# What is expected:
Skip the pictures. Reproduce all other material exactly.
--- start ---
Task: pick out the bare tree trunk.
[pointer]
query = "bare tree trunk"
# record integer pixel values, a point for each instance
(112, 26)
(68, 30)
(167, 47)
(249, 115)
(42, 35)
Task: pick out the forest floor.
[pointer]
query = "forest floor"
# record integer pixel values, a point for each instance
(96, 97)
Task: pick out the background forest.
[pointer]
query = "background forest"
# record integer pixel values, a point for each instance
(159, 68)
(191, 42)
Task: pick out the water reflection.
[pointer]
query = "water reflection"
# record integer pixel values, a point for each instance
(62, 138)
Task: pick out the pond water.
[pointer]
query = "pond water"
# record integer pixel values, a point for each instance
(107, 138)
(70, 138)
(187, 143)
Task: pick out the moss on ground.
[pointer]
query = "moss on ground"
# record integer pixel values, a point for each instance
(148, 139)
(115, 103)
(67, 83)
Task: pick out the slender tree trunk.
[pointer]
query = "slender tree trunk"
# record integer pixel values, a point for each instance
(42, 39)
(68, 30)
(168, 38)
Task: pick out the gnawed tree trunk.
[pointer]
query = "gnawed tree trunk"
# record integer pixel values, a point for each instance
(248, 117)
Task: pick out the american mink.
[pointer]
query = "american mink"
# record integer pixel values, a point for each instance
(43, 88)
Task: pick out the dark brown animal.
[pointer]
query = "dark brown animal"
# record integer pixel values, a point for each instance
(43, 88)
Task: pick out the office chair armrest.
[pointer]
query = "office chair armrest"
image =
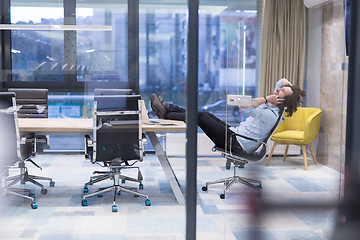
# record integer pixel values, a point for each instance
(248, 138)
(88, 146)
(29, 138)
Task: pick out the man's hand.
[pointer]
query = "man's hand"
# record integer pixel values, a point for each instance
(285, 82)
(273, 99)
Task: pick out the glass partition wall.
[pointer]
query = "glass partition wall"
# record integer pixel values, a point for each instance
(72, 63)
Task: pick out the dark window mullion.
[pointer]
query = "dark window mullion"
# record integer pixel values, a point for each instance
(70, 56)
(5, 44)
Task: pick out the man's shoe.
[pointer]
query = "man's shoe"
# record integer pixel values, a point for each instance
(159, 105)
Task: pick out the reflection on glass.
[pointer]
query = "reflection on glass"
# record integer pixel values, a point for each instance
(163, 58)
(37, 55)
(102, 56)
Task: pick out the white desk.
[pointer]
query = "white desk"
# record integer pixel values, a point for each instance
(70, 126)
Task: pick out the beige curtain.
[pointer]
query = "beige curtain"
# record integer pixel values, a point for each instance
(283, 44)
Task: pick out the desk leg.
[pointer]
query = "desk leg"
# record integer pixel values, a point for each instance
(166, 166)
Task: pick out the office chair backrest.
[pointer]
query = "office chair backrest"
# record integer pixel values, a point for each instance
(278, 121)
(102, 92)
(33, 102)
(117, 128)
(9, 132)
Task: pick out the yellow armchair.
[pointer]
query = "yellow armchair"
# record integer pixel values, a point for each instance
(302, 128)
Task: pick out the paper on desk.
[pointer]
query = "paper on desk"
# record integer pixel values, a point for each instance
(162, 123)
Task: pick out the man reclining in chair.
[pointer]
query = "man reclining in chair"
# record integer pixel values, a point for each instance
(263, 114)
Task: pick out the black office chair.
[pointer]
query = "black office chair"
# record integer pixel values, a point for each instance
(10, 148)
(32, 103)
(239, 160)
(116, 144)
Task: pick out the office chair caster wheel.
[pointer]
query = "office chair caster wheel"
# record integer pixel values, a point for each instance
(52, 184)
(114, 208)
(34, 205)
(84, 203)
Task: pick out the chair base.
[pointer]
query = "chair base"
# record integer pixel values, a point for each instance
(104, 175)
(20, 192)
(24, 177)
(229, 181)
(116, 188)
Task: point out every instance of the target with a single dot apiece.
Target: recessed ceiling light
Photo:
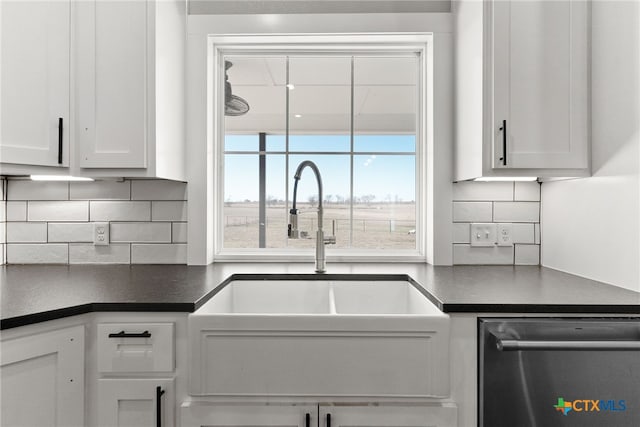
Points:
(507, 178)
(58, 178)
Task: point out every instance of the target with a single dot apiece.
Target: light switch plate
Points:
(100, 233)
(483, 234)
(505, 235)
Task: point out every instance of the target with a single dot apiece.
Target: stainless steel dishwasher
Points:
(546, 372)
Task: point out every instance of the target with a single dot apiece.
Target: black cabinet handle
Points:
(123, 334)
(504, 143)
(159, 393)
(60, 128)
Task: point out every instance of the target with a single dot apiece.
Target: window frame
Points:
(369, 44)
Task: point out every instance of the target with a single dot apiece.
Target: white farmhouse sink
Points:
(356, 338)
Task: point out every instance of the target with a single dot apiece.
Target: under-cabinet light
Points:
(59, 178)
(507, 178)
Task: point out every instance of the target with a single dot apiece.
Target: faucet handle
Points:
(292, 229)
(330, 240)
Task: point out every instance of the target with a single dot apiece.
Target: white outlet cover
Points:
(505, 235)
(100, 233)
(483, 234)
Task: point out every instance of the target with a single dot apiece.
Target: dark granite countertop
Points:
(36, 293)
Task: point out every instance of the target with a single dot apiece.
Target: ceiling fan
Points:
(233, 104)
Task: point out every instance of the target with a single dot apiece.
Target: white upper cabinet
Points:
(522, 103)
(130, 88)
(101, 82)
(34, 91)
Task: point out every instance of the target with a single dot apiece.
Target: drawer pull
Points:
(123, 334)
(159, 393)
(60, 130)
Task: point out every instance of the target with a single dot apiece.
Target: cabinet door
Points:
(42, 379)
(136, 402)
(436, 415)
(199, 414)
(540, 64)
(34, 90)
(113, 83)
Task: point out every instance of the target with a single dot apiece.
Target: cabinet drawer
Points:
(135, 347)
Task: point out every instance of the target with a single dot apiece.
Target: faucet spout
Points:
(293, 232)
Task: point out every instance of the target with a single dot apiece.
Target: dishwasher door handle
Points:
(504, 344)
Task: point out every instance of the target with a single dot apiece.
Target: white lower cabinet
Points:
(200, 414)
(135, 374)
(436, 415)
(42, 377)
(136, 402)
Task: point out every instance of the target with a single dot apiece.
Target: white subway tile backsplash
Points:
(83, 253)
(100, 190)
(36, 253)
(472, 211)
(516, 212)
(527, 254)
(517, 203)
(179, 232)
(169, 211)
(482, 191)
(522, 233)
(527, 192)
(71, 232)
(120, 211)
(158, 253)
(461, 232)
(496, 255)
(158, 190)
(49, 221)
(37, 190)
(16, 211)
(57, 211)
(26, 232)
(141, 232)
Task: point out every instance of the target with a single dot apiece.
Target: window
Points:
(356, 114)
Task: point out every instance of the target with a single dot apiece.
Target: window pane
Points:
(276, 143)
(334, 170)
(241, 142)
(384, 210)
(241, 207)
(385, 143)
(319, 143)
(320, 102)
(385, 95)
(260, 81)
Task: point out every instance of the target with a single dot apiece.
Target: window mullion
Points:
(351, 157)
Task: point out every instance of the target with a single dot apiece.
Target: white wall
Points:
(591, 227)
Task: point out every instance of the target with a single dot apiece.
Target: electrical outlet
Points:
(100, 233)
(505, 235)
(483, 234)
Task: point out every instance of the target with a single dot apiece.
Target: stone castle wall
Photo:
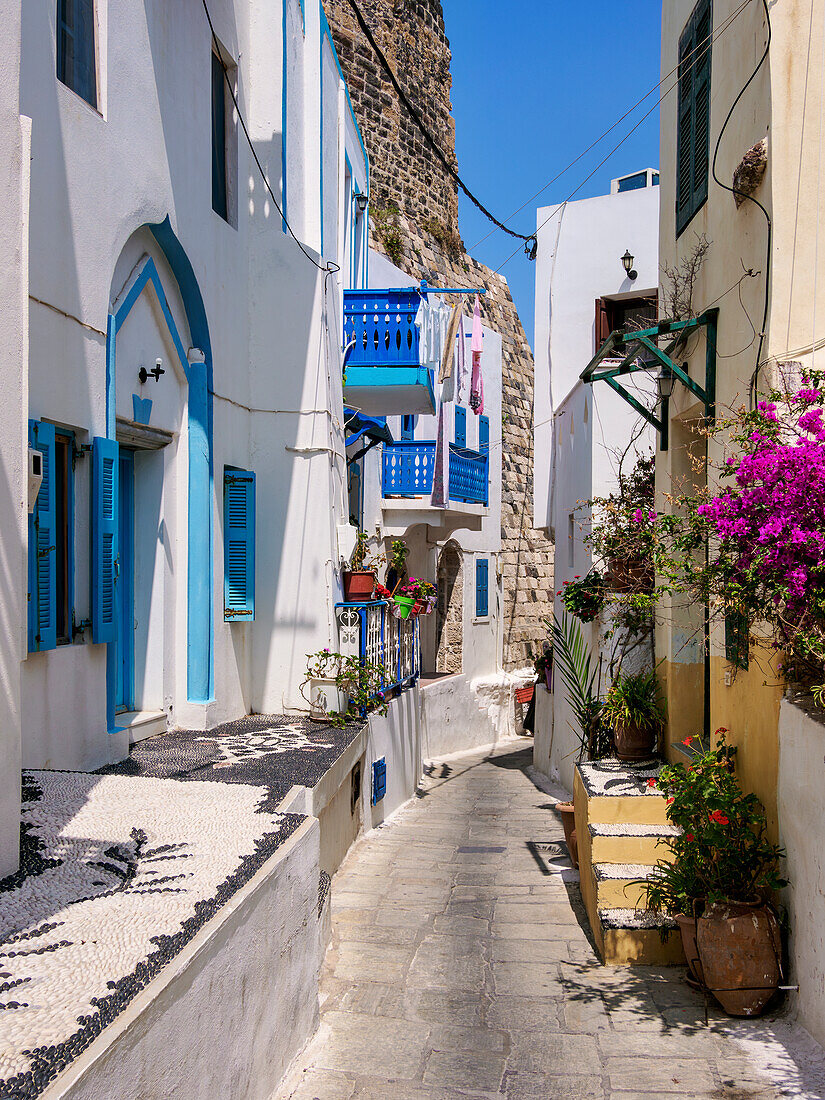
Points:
--- end ---
# Result of the task:
Task: pick out the bare tree trunk.
[pointer]
query = "bare tree trunk"
# record integer pixel values, a point for each instance
(112, 26)
(68, 30)
(167, 47)
(249, 115)
(42, 35)
Task: pick out the forest floor.
[pointer]
query = "forest floor"
# record integer pixel values, a point for each instance
(96, 97)
Task: pick out the background forest.
[pointer]
query = "background forest"
# record integer pixel values, a point for each instance
(159, 68)
(191, 42)
Task: pick out the water reflection.
[pointer]
query = "water reflection"
# record integer pixel values, a point for each instance
(62, 138)
Task: pick out the pond water.
[pointer]
query = "pond water"
# record integer pixel values, a point for each instance
(107, 138)
(70, 138)
(187, 143)
Task: pick out the moss on ground.
[pointer]
query = "moss on ground"
# record integer pixel values, a point for each instance
(148, 139)
(115, 103)
(67, 83)
Task: pick out the slender tree trunk.
[pointer]
query = "slender tree trunk"
# record integer pixel values, a point for each instance
(42, 39)
(68, 30)
(168, 38)
Task: pick out the gnawed tree trunk.
[pointer]
query = "gnawed tree trunk"
# record integer pixel values, a point for each instance
(248, 117)
Task: pick out the american mink.
[pointer]
query = "american mink"
# record integer pixel values, a point for each instance
(43, 88)
Task: pick out the dark brown animal.
[pointer]
query = "dark brown animal"
# record integer pixel values, a point for each instance
(43, 88)
Task: pick out the office chair armrest.
[pointer]
query = "office chair armrest"
image =
# record integer pixel values, a point for each instance
(248, 138)
(88, 146)
(29, 138)
Task: pick out the man's hand.
[pointer]
query = "man's hand"
# record integer pixel values, a point for each instance
(285, 82)
(273, 99)
Task: pick out the glass partition wall.
[pointer]
query = "glass partition wall"
# record integer pixel values, a point for each instance
(72, 63)
Task: pick out the dark window mullion.
[pointer]
query = "dark window mullion"
# record integer pixel values, a point for each instance
(70, 56)
(5, 44)
Task: pick out the man's shoe.
[pointer]
query = "man's shoe"
# record integer pixel values, a point for each instance
(159, 105)
Task: pick out the reflection on glass.
[pointer]
query = "reflection on glass"
# record integer pixel values, a point for each instance
(163, 58)
(37, 55)
(102, 56)
Task: pick out the white desk.
[pointer]
query = "white desk"
# record integer pixel values, a point for each instance
(70, 126)
Task: pick out the beige curtain.
[pointer]
query = "beige curtain"
# record integer pixel values, a point for each instance
(283, 44)
Task: pick out the desk leg.
[pointer]
query = "desk leg"
# record integer pixel values, a point for each instance
(166, 166)
Task: pick out the office chair backrest.
[pointer]
query = "office chair backrest"
# record integer pixel values, a point for each instance
(278, 121)
(102, 92)
(33, 102)
(117, 128)
(9, 132)
Task: pick out the yellow armchair.
[pointer]
query = "yellow armchair"
# record integer pixel values, a point for each instance
(302, 128)
Task: pick out the paper on desk.
[pointer]
query = "paper on desk"
# record integer pixel values, a point for each instance
(162, 123)
Task: pick out the man reclining in chair.
[pointer]
query = "man reclining in chair"
# record integer pixel values, a point for each instance
(263, 114)
Task: pick out the black office chair.
[pointer]
query = "black office chair"
# record integer pixel values, a point for each instance
(10, 148)
(32, 103)
(239, 160)
(116, 144)
Task: pick out the office chair caster wheel.
[pointer]
query = "office chair caster wheel"
# record integer pixel values, a point for each instance
(52, 184)
(114, 208)
(34, 205)
(84, 203)
Task: pick out the chair base.
[pointer]
query = "chair base"
# record integer pixel values, a point for each instance
(104, 175)
(20, 192)
(24, 177)
(229, 181)
(116, 188)
Task: point out every instance of the target with a single dot apiece.
Target: recessed ceiling light
Photo:
Points:
(507, 178)
(58, 178)
Task: point out every instance of the target with a single dot apiece.
Target: light switch plate
Points:
(100, 233)
(483, 234)
(505, 235)
Task: point out every instance of the target with a single dot apiece.
Target: stainless steel dishwasher
Points:
(546, 372)
Task: point out every instance of the target with a single dot apiece.
Target: black cabinet handle
Points:
(123, 334)
(504, 143)
(159, 393)
(60, 128)
Task: point out every instance of the target with a single dot apiece.
Target: window frame
Points:
(369, 44)
Task: point out every instance of the target with a single dot apiece.
Target: white farmhouse sink
Points:
(356, 338)
Task: point out every instance of the target with a single dot apiece.
Target: under-cabinet light
Points:
(59, 178)
(507, 178)
Task: point out every instance of the target with a single dot apiece.
Target: faucet handle
Points:
(292, 229)
(330, 240)
Task: point out every instance of the target with a single dot apiece.
Target: white outlet cover
Points:
(505, 235)
(100, 233)
(483, 234)
Task: point out every instance of the target with a single dot apiece.
Target: dark granite countertop
Points:
(36, 293)
Task: point out every instance of the target with a single dot apiece.
Target: ceiling fan
Points:
(233, 104)
Task: point out every instance of the target with a single dot apiece.
Target: white upper cabinet
Points:
(522, 103)
(130, 88)
(101, 82)
(34, 91)
Task: point out every instance of the target with a single dot apiece.
Target: drawer pull
Points:
(123, 334)
(159, 393)
(60, 130)
Task: point out every instance of the target with a single dot apiece.
Target: cabinet door
Points:
(42, 379)
(136, 402)
(436, 415)
(199, 414)
(540, 64)
(34, 90)
(113, 83)
Task: point out every instance of the target with a single dot apiece.
Target: cabinet drawer
Points:
(135, 347)
Task: point out every instance of the target with a single dot apiece.
Target: faucet spout
Points:
(293, 232)
Task: point out every instance of the target with a single dot apiece.
Target: dishwasher door handle
Points:
(504, 344)
Task: point out every instance of the target with a single dot apiece.
Target: white lower cabinet
Points:
(200, 414)
(135, 374)
(436, 415)
(42, 377)
(136, 402)
Task: point out every instance of the target with a single dot apiece.
Target: white subway tile backsplash
Points:
(83, 253)
(100, 190)
(36, 253)
(472, 211)
(516, 212)
(527, 254)
(517, 203)
(179, 232)
(169, 211)
(482, 191)
(522, 233)
(527, 192)
(71, 232)
(120, 211)
(158, 253)
(461, 232)
(496, 255)
(158, 190)
(49, 221)
(37, 190)
(16, 211)
(57, 211)
(26, 232)
(141, 232)
Task: point out every instance of the target with a single dot apiece.
Target: window
Points:
(356, 114)
Task: point out every instance of the target with a single dot apiece.
Target: window pane
Points:
(276, 143)
(334, 170)
(241, 142)
(384, 210)
(241, 207)
(385, 143)
(319, 143)
(320, 102)
(385, 95)
(260, 81)
Task: point out every instance of the target with a single dot apiece.
Target: window mullion
Points:
(351, 157)
Task: point out every instance of the target with a single dot apiece.
Target: white wall
Points:
(591, 227)
Task: point out every instance of the target with a single dot apiece.
Target: electrical outlet
Points:
(100, 233)
(505, 235)
(483, 234)
Task: point out every instance of the target with a single dot apiece.
Target: stone castle wall
Photo:
Points:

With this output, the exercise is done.